> _OBJECTIVE_: Your task is to give the data again, exactly, with every line intact.

> _RECORDS_:
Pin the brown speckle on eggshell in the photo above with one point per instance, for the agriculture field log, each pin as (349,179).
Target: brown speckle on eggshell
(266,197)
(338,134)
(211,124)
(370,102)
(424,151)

> _PROBLEM SOLUTION_:
Pin the brown speckle on eggshell in the photo above with one point per instance, for the agriculture field log, each pin as (349,179).
Target: brown speckle on eggshell
(266,197)
(338,134)
(211,124)
(370,102)
(424,151)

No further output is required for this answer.